Retype only what runs from the line that contains "# Outline the region of every instance of the aircraft" through the last line of the listing below, both lines included.

[Collection entries]
************

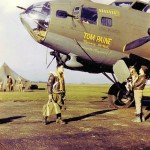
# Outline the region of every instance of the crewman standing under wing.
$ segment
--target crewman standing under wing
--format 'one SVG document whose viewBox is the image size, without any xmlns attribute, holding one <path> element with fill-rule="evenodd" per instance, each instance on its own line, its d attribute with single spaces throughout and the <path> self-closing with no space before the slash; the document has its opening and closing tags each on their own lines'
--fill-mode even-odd
<svg viewBox="0 0 150 150">
<path fill-rule="evenodd" d="M 143 122 L 145 121 L 144 114 L 142 111 L 142 96 L 143 90 L 145 88 L 147 82 L 147 70 L 146 66 L 141 66 L 139 70 L 139 76 L 136 82 L 134 83 L 134 99 L 135 99 L 135 107 L 136 107 L 136 118 L 133 119 L 133 122 Z"/>
<path fill-rule="evenodd" d="M 47 88 L 49 93 L 49 99 L 47 104 L 43 106 L 44 124 L 48 123 L 48 117 L 53 114 L 56 114 L 56 123 L 65 124 L 61 116 L 61 109 L 64 106 L 65 97 L 63 65 L 58 65 L 56 72 L 50 72 Z"/>
</svg>

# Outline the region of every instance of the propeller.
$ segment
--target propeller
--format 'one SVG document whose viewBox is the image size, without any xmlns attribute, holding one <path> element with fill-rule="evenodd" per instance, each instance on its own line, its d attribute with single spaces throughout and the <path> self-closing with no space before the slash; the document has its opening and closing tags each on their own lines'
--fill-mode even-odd
<svg viewBox="0 0 150 150">
<path fill-rule="evenodd" d="M 150 36 L 142 37 L 140 39 L 137 39 L 137 40 L 125 45 L 124 48 L 123 48 L 123 51 L 129 51 L 131 49 L 140 47 L 140 46 L 146 44 L 149 41 L 150 41 Z"/>
<path fill-rule="evenodd" d="M 48 66 L 47 66 L 47 69 L 48 69 L 48 67 L 51 65 L 51 63 L 53 62 L 53 60 L 55 59 L 55 56 L 53 57 L 53 59 L 50 61 L 50 63 L 48 64 Z"/>
</svg>

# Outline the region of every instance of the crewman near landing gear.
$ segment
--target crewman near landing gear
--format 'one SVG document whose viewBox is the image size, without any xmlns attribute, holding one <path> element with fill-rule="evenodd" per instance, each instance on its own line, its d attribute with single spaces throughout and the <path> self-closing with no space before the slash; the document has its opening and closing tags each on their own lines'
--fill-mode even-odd
<svg viewBox="0 0 150 150">
<path fill-rule="evenodd" d="M 139 76 L 136 82 L 134 83 L 134 99 L 135 99 L 135 107 L 136 107 L 136 118 L 133 119 L 133 122 L 143 122 L 145 121 L 145 117 L 142 111 L 142 96 L 143 90 L 147 82 L 147 71 L 148 68 L 146 66 L 141 66 L 139 70 Z"/>
<path fill-rule="evenodd" d="M 56 123 L 65 124 L 62 120 L 61 109 L 64 106 L 65 97 L 65 81 L 64 81 L 64 67 L 58 65 L 56 72 L 50 72 L 47 83 L 49 100 L 43 106 L 44 124 L 47 124 L 48 117 L 56 114 Z"/>
</svg>

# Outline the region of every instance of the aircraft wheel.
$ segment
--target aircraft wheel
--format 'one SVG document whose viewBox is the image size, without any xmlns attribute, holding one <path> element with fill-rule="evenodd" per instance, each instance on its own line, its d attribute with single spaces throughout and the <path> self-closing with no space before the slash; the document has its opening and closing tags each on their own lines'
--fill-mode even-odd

************

▸ SOLUTION
# Outline the region of every instance of the aircraft wheel.
$ segment
--target aircraft wheel
--format 'one SVG document whose viewBox is the image size, without any xmlns attribute, holding one <path> element with fill-rule="evenodd" per instance, each instance on its own line, its d attribute with single spaces throughout and the <path> self-closing with no space before the slash; the document has its opening and closing tags each on their own lines'
--fill-mode even-odd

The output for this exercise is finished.